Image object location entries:
"""
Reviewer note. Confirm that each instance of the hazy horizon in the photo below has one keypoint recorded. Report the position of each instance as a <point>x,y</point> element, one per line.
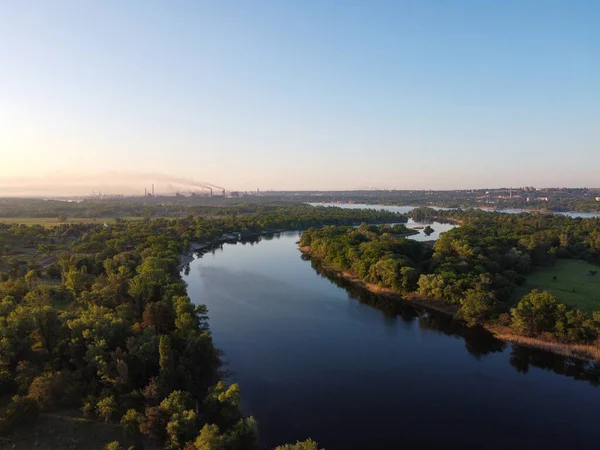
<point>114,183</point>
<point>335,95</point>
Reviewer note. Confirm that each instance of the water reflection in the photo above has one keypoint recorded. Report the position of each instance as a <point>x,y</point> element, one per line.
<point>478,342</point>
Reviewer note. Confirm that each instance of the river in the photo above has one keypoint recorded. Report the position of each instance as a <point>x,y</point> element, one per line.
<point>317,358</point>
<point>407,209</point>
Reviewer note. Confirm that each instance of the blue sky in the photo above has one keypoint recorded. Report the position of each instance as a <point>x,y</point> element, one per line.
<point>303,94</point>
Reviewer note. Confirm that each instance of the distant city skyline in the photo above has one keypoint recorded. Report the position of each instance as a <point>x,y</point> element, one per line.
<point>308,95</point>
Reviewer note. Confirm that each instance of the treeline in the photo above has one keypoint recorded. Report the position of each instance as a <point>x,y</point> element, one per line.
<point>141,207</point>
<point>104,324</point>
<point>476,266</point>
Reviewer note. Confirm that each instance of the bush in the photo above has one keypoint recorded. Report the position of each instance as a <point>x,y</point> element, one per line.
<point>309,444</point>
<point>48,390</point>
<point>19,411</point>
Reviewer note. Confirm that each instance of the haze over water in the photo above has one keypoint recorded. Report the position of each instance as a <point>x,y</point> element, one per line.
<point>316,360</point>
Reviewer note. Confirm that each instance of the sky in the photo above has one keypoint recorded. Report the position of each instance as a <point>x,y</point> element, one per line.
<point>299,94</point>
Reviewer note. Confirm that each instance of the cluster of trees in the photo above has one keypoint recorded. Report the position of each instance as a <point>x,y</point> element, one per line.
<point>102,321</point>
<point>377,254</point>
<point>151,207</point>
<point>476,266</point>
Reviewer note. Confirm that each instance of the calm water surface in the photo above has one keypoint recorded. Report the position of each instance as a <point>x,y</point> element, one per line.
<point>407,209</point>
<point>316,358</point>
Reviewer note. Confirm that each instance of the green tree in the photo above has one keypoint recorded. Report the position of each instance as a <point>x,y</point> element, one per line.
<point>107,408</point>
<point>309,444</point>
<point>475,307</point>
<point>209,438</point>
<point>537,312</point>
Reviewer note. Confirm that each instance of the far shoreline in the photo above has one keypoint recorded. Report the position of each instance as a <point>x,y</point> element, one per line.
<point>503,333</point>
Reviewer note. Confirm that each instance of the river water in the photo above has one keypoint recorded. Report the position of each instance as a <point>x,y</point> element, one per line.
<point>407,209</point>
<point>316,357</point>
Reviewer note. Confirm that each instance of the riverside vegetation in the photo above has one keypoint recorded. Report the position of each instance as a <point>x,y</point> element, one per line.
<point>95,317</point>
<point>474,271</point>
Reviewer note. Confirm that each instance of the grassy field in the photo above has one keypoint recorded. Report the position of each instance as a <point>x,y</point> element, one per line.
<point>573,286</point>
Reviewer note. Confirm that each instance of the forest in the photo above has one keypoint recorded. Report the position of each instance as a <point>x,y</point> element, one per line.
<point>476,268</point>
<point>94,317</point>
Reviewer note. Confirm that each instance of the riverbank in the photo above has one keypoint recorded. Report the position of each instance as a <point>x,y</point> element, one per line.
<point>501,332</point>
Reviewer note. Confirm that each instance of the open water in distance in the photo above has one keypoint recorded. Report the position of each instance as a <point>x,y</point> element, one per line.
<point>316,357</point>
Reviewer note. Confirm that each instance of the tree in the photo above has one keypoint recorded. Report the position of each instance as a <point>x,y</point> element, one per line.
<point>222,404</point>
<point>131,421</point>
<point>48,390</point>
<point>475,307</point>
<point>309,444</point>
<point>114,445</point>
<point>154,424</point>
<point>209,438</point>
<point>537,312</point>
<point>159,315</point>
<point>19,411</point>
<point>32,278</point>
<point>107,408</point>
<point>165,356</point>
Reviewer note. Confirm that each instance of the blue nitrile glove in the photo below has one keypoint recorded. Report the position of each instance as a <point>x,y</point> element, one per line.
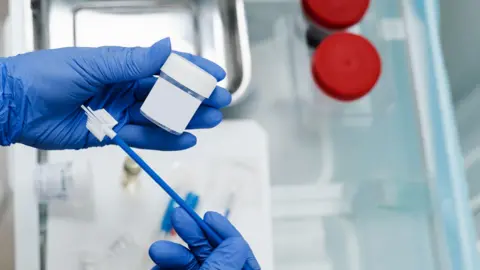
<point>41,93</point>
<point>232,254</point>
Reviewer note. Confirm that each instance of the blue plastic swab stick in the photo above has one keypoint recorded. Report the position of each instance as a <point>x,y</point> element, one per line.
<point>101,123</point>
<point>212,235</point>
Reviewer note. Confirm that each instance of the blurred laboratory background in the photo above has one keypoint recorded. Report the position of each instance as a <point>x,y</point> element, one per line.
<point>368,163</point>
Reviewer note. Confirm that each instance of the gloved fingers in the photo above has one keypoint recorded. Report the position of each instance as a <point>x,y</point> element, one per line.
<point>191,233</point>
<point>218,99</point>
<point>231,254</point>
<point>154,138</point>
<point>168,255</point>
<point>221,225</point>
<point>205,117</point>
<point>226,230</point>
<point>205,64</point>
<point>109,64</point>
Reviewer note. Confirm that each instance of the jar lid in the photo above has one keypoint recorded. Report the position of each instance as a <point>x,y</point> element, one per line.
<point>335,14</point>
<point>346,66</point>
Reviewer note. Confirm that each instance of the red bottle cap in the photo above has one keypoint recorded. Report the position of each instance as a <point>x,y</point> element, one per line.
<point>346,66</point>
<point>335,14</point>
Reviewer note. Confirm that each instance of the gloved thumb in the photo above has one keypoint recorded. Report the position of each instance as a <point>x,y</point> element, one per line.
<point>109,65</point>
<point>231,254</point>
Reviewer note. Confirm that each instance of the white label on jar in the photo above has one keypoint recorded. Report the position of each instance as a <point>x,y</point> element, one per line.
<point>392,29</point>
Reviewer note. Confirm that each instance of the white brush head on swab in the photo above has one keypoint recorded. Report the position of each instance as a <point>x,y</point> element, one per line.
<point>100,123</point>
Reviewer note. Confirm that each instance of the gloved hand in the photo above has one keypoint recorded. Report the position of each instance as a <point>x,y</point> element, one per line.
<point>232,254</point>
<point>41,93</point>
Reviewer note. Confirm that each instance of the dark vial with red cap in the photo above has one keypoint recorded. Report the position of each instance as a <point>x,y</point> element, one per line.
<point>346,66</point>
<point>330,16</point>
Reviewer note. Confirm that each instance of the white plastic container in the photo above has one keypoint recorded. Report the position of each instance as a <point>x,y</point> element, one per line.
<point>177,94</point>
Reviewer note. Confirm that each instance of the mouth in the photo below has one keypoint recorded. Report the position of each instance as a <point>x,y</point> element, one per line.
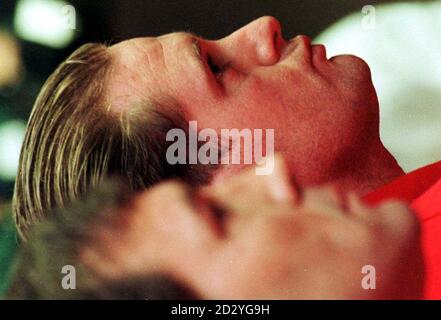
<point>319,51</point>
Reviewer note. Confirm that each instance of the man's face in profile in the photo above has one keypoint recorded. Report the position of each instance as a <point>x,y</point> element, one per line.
"""
Lay out the lines above as a numbered list, leaving out blank lines and omitting the pictures.

### Exercise answer
1. Reviewer note. Confirm that each instance of the hazy horizon in the photo below has one keypoint recorded. Report the position of each instance as a <point>x,y</point> element, one per line.
2. <point>114,183</point>
3. <point>335,95</point>
4. Reviewer note. Confirm that each instance of the water reflection in the photo above has one keypoint recorded. Report the position of each instance as a <point>x,y</point> element, one per line.
5. <point>478,342</point>
6. Reviewer note. Confirm that each instance of the river in the photo above has one keypoint recorded. Report the position of each instance as a <point>x,y</point> element, one per line.
7. <point>317,358</point>
8. <point>407,209</point>
9. Reviewer note. Confirm that each instance of the blue sky in the photo above has one keypoint recorded. Report the position of each instance as a <point>x,y</point> element, one per line.
10. <point>303,94</point>
11. Reviewer note. Confirm that each instance of the distant city skyline in the photo above has one keypoint recorded. Report the position of each instance as a <point>x,y</point> element, one per line.
12. <point>308,95</point>
13. Reviewer note. Confirm that each instance of the treeline in the photo above has one keypoint recorded. Report the position of each instance as a <point>x,y</point> element, one per line.
14. <point>141,207</point>
15. <point>104,324</point>
16. <point>476,266</point>
17. Reviewer note. Confirm that each instance of the bush in the photo above has one keypoint recorded. Report the position of each instance as a <point>x,y</point> element, one per line.
18. <point>309,444</point>
19. <point>48,390</point>
20. <point>19,411</point>
21. Reviewer note. Confirm that each instance of the haze over water in the photo above has one keypoint recorded. Report the position of each instance as a <point>x,y</point> element, one per line.
22. <point>316,360</point>
23. Reviewer note. Confirm that each instance of the sky in the photo above has one keypoint recorded. Report the position of each instance as a <point>x,y</point> element, one per line.
24. <point>299,94</point>
25. Reviewer note. Confirm that each instance of the cluster of trees in the photo above has one keypoint recorded. Report the position of each instance as a <point>x,y</point> element, one per line.
26. <point>102,321</point>
27. <point>377,254</point>
28. <point>151,207</point>
29. <point>476,266</point>
30. Reviewer note. Confirm that each instance of the calm water surface in the photo above has one keypoint recorded. Report the position of each instance as a <point>x,y</point> element, one per line.
31. <point>407,209</point>
32. <point>316,358</point>
33. Reviewer note. Confirm that each instance of the green tree in the photo above has one keypoint recorded. Report the position of each instance as a <point>x,y</point> element, one per line.
34. <point>107,408</point>
35. <point>309,444</point>
36. <point>475,307</point>
37. <point>209,438</point>
38. <point>537,312</point>
39. Reviewer note. Confirm that each instance of the far shoreline in the photo above has one keypoint recorded. Report the position of each instance as a <point>x,y</point> element, one per line.
40. <point>503,333</point>
41. Reviewer note. Confirm that each instance of the river water in the photo above has one keypoint recorded. Report the position of each instance as a <point>x,y</point> element, one per line.
42. <point>407,209</point>
43. <point>316,357</point>
44. Reviewer note. Confirm that each instance of the riverside vegetation in the photo above has one keypoint recorded. Report the position of each instance as a <point>x,y</point> element, one per line.
45. <point>95,317</point>
46. <point>474,271</point>
47. Reviewer note. Confirm that each instance of the grassy field in the photo above has one keypoint recorded. Report the position of each instance as a <point>x,y</point> element, one per line.
48. <point>573,286</point>
49. Reviewer note. Confirm that each instance of the forest in the photo above has one keypoint recorded. Report the position of each instance as a <point>x,y</point> element, one per line.
50. <point>476,268</point>
51. <point>94,317</point>
52. Reviewer note. Confirm that each instance of the riverbank in the photo above has one keypoint recorded. Report the position of each instance as a <point>x,y</point> element, one per line.
53. <point>501,332</point>
54. Reviewer note. Confirm that each instance of the open water in distance in the photo above has one keypoint recorded. Report the position of each instance as a <point>x,y</point> element, one per line.
55. <point>316,357</point>
56. Reviewer note. Confirm that each instance of the tree in the photo above has one keypoint recorded. Report the position of each instance as a <point>x,y</point> element, one per line.
57. <point>222,404</point>
58. <point>131,421</point>
59. <point>48,390</point>
60. <point>475,307</point>
61. <point>309,444</point>
62. <point>114,445</point>
63. <point>154,424</point>
64. <point>209,438</point>
65. <point>537,312</point>
66. <point>159,315</point>
67. <point>19,411</point>
68. <point>32,278</point>
69. <point>107,408</point>
70. <point>165,356</point>
71. Reviewer note. Confirm that each instance of the blue nitrile glove in the photo below has one keypoint recorded. Report the position of each instance as a <point>x,y</point> element, one per line.
72. <point>41,93</point>
73. <point>232,254</point>
74. Reviewer note. Confirm that each instance of the blue plastic swab stick in the photo above has one keypoint recorded. Report the position of each instance as a <point>x,y</point> element, one per line.
75. <point>101,123</point>
76. <point>212,235</point>
77. Reviewer note. Confirm that each instance of the blurred laboratory background in the photo above has one keypoint recorded. Report the position of each instance as a <point>x,y</point> element, one per line.
78. <point>368,163</point>
79. Reviewer note. Confirm that each instance of the gloved fingers in the photo above has one keypoint recorded. Report the position of each instance as a <point>x,y</point> element, one per line.
80. <point>191,233</point>
81. <point>218,99</point>
82. <point>231,254</point>
83. <point>154,138</point>
84. <point>168,255</point>
85. <point>221,225</point>
86. <point>205,117</point>
87. <point>226,230</point>
88. <point>205,64</point>
89. <point>109,64</point>
90. Reviewer note. Confirm that each instance of the jar lid in the photo above has one keypoint recorded. Report the position of each instance as a <point>x,y</point> element, one per line.
91. <point>335,14</point>
92. <point>346,66</point>
93. Reviewer note. Confirm that each instance of the red bottle cap in the photo above has one keypoint recorded. Report the position of each instance as a <point>x,y</point> element, one per line.
94. <point>346,66</point>
95. <point>335,14</point>
96. Reviewer note. Confirm that each instance of the gloved thumb in the photo above has one keypoint recorded. Report the position of each instance as a <point>x,y</point> element, one per line.
97. <point>109,65</point>
98. <point>231,254</point>
99. Reviewer note. Confirm that each instance of the white label on jar in the photo above has one keypoint recorded. Report the position of each instance as a <point>x,y</point> element, one per line.
100. <point>392,29</point>
101. Reviewer note. Confirm that each instance of the white brush head on swab in the photo above has one keypoint recorded. Report the position of each instance as a <point>x,y</point> element, one per line.
102. <point>100,123</point>
103. Reviewer note. Confirm that each instance of the gloved hand in the photo above has one keypoint recorded. Report the position of each instance as a <point>x,y</point> element, one per line.
104. <point>232,254</point>
105. <point>41,93</point>
106. Reviewer note. Confirm that each instance of the dark vial with red cap in the photo above has one keypoint recorded. Report the position of each instance as a <point>x,y</point> element, one per line.
107. <point>346,66</point>
108. <point>330,16</point>
109. Reviewer note. Confirm that each instance of the white plastic container in the photo above has one keypoint recorded. Report the position of each instance as a <point>x,y</point> element, one per line.
110. <point>177,94</point>
111. Reviewer note. Confirm that each instance of the mouth in the photo below has one keypoint recorded. Report the position of each instance as a <point>x,y</point> element, one per line.
112. <point>319,51</point>
113. Reviewer note. Confirm that each instance of the man's face in profile in the photo above has one keypoint recorded. Report the position of each instance as a <point>x,y</point> element, one per line.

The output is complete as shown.